[INSTRUCTIONS TO FOLLOW] Copy the lines from the one containing "I need to verify whether the black" through the end of the records, substituting "stainless steel" for "black" and leaving everything else unchanged.

═════ RAW RECORDS ═════

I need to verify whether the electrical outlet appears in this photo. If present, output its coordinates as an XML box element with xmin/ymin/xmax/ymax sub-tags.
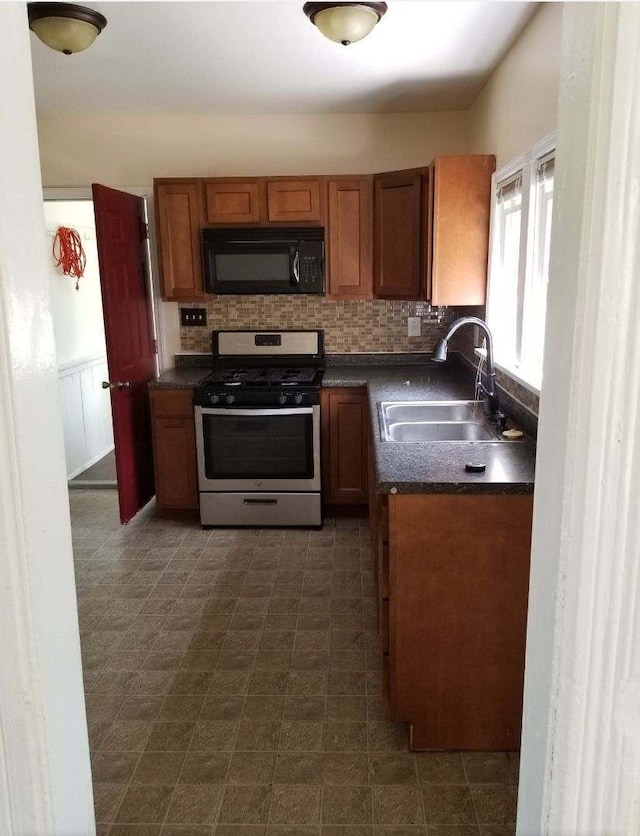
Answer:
<box><xmin>180</xmin><ymin>308</ymin><xmax>207</xmax><ymax>328</ymax></box>
<box><xmin>407</xmin><ymin>316</ymin><xmax>422</xmax><ymax>337</ymax></box>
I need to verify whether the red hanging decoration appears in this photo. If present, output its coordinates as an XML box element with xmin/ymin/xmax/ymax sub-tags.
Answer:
<box><xmin>52</xmin><ymin>226</ymin><xmax>87</xmax><ymax>290</ymax></box>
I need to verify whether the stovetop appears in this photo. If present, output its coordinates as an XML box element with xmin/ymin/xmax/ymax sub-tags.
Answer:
<box><xmin>200</xmin><ymin>366</ymin><xmax>321</xmax><ymax>387</ymax></box>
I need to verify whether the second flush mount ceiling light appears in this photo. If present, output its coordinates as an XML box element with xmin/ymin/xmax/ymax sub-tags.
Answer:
<box><xmin>303</xmin><ymin>3</ymin><xmax>387</xmax><ymax>46</ymax></box>
<box><xmin>27</xmin><ymin>3</ymin><xmax>107</xmax><ymax>55</ymax></box>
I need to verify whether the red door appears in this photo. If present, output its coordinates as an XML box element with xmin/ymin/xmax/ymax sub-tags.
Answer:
<box><xmin>92</xmin><ymin>183</ymin><xmax>156</xmax><ymax>523</ymax></box>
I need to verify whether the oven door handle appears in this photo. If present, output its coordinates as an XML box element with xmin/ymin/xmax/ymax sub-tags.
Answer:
<box><xmin>199</xmin><ymin>406</ymin><xmax>313</xmax><ymax>418</ymax></box>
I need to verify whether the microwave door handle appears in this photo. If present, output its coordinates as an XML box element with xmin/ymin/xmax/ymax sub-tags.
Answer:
<box><xmin>293</xmin><ymin>249</ymin><xmax>300</xmax><ymax>285</ymax></box>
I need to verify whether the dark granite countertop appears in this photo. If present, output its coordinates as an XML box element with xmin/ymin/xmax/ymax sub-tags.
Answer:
<box><xmin>149</xmin><ymin>355</ymin><xmax>535</xmax><ymax>494</ymax></box>
<box><xmin>149</xmin><ymin>366</ymin><xmax>211</xmax><ymax>389</ymax></box>
<box><xmin>323</xmin><ymin>360</ymin><xmax>535</xmax><ymax>494</ymax></box>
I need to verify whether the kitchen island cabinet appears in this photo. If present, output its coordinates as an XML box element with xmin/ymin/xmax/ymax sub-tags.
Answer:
<box><xmin>149</xmin><ymin>389</ymin><xmax>198</xmax><ymax>508</ymax></box>
<box><xmin>371</xmin><ymin>494</ymin><xmax>533</xmax><ymax>751</ymax></box>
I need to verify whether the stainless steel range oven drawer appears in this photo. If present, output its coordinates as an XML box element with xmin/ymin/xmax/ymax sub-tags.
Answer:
<box><xmin>200</xmin><ymin>493</ymin><xmax>322</xmax><ymax>526</ymax></box>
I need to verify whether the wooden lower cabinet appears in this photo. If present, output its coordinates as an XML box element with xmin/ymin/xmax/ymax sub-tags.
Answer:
<box><xmin>371</xmin><ymin>494</ymin><xmax>533</xmax><ymax>751</ymax></box>
<box><xmin>320</xmin><ymin>388</ymin><xmax>369</xmax><ymax>505</ymax></box>
<box><xmin>149</xmin><ymin>389</ymin><xmax>198</xmax><ymax>508</ymax></box>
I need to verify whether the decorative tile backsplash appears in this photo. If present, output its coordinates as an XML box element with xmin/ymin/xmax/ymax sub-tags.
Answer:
<box><xmin>180</xmin><ymin>296</ymin><xmax>455</xmax><ymax>354</ymax></box>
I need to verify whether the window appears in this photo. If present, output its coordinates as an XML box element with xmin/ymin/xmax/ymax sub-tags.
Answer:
<box><xmin>487</xmin><ymin>137</ymin><xmax>555</xmax><ymax>391</ymax></box>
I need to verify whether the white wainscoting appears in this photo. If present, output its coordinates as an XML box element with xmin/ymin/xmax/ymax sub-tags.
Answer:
<box><xmin>58</xmin><ymin>354</ymin><xmax>113</xmax><ymax>479</ymax></box>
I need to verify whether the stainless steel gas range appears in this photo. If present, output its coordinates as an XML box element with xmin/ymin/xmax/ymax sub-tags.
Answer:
<box><xmin>194</xmin><ymin>331</ymin><xmax>324</xmax><ymax>526</ymax></box>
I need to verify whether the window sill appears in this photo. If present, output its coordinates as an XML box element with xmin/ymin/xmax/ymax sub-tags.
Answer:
<box><xmin>473</xmin><ymin>348</ymin><xmax>540</xmax><ymax>396</ymax></box>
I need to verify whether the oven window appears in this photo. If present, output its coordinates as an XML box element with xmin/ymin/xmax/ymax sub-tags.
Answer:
<box><xmin>202</xmin><ymin>413</ymin><xmax>314</xmax><ymax>479</ymax></box>
<box><xmin>215</xmin><ymin>251</ymin><xmax>290</xmax><ymax>285</ymax></box>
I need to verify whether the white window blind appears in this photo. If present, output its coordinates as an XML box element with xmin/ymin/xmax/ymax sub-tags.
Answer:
<box><xmin>491</xmin><ymin>172</ymin><xmax>522</xmax><ymax>370</ymax></box>
<box><xmin>487</xmin><ymin>137</ymin><xmax>555</xmax><ymax>390</ymax></box>
<box><xmin>520</xmin><ymin>157</ymin><xmax>555</xmax><ymax>388</ymax></box>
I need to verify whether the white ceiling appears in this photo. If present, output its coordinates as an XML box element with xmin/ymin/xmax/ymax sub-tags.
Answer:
<box><xmin>31</xmin><ymin>0</ymin><xmax>537</xmax><ymax>114</ymax></box>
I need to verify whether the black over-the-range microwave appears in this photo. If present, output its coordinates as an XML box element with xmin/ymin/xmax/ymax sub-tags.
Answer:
<box><xmin>202</xmin><ymin>227</ymin><xmax>325</xmax><ymax>294</ymax></box>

═════

[ANSWER TO THIS PROBLEM]
I need to verify whether the stainless steel over-the-range microwave appears in this photo. If present, output its coordinates as an XML box element with xmin/ymin/xmax/ymax sub-tags.
Answer:
<box><xmin>202</xmin><ymin>227</ymin><xmax>325</xmax><ymax>294</ymax></box>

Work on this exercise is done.